Data to process section start
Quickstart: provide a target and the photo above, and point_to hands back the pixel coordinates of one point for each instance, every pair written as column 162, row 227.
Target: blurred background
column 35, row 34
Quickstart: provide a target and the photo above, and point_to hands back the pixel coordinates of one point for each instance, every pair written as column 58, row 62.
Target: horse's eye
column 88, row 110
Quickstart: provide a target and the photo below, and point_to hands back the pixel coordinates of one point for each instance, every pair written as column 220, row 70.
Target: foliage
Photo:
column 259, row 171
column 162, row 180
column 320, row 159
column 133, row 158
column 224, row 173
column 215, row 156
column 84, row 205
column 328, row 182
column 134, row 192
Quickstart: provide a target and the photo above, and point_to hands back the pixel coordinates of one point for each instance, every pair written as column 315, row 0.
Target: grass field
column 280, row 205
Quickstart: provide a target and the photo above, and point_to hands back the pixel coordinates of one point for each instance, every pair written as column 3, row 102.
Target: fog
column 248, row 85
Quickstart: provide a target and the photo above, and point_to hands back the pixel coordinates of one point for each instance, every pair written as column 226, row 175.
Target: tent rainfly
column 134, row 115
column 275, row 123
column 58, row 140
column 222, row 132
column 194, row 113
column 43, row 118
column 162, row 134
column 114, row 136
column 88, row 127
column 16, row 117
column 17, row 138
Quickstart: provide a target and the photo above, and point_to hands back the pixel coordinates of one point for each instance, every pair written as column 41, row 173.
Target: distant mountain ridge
Data to process section end
Print every line of the material above exactly.

- [Response box]
Quickstart: provide a target and the photo above, and point_to hands back the pixel coordinates of one point for each instance, every pair written as column 162, row 227.
Target: blurred background
column 35, row 34
Quickstart: provide a target and the photo above, and point_to hands back the pixel coordinates of one point for each instance, every pair written as column 58, row 62.
Target: horse's eye
column 88, row 110
Quickstart: provide a target and the photo below, and point_to hands back the pixel coordinates of one point for each instance, every pair written as column 220, row 70.
Target: foliage
Photo:
column 259, row 171
column 162, row 180
column 320, row 159
column 133, row 158
column 224, row 173
column 215, row 156
column 84, row 205
column 328, row 182
column 134, row 192
Quickstart: provide a target and the photo above, and point_to hands back the pixel coordinates of one point for each instance, every pair written as column 315, row 0.
Target: grass field
column 280, row 205
Quickstart: provide a target and the photo above, and point_to hands back the pixel coordinates of one point for each instance, every pair written as column 3, row 102.
Target: fog
column 248, row 85
Quickstart: provide a target and the photo above, and point_to hands back the pixel coordinates of one point for each instance, every pair written as column 226, row 175.
Target: tent rainfly
column 134, row 115
column 275, row 123
column 58, row 140
column 222, row 132
column 194, row 113
column 43, row 118
column 162, row 134
column 114, row 136
column 88, row 127
column 16, row 117
column 17, row 138
Quickstart: provide a target and the photo above, and point_to hands back the pixel coordinates of one point for each instance, every pair written as column 41, row 173.
Target: distant mountain ridge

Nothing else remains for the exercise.